> **EXERCISE AIM**
Pick out every line in the items below that contains the word "Provide", and copy each of those lines.

> **TASK MATERIAL**
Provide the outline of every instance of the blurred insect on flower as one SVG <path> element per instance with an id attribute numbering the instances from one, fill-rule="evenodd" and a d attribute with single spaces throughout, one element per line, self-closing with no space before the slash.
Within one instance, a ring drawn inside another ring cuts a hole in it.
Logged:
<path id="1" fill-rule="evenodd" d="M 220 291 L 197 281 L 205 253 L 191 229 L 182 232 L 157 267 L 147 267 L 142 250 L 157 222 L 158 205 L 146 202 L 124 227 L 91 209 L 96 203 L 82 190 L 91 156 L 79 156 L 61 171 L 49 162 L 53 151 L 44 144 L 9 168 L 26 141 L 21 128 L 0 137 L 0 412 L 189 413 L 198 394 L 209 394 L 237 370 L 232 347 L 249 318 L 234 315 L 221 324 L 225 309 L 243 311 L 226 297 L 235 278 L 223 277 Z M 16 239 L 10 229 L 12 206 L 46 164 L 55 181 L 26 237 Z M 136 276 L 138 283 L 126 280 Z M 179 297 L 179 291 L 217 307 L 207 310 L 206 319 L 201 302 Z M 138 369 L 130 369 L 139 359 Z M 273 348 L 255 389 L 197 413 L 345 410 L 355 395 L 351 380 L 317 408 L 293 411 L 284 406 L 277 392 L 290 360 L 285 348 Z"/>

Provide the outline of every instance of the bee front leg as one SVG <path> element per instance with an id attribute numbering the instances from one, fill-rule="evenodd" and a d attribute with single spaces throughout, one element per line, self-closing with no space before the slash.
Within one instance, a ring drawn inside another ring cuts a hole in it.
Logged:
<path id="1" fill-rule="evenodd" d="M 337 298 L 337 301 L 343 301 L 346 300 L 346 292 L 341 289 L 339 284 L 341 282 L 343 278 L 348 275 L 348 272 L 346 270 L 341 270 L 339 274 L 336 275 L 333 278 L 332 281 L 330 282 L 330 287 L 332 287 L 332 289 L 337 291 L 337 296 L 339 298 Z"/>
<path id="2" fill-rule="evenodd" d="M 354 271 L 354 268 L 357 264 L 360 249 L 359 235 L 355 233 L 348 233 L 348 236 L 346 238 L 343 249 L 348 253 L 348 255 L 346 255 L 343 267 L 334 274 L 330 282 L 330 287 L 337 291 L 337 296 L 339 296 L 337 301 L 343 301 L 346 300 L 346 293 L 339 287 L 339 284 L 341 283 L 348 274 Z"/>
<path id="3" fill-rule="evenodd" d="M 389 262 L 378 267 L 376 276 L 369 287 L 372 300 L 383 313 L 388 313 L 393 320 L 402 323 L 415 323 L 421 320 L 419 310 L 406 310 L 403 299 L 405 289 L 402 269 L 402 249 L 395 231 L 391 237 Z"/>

> **COMPLETED EXERCISE**
Provide the outline of every instance of the blurred insect on flower as one SVG <path> element per instance with an id attribute numbering the instances from one, fill-rule="evenodd" and a d attribute with single spaces throughout, one element per line, self-closing with no space before the slash.
Provide the outline of every instance of the bee front leg as one SVG <path> element per instance with an id attribute numbering the instances from one, fill-rule="evenodd" and a d attribute with single spaces throughout, one element per line, self-closing with no space before the slash.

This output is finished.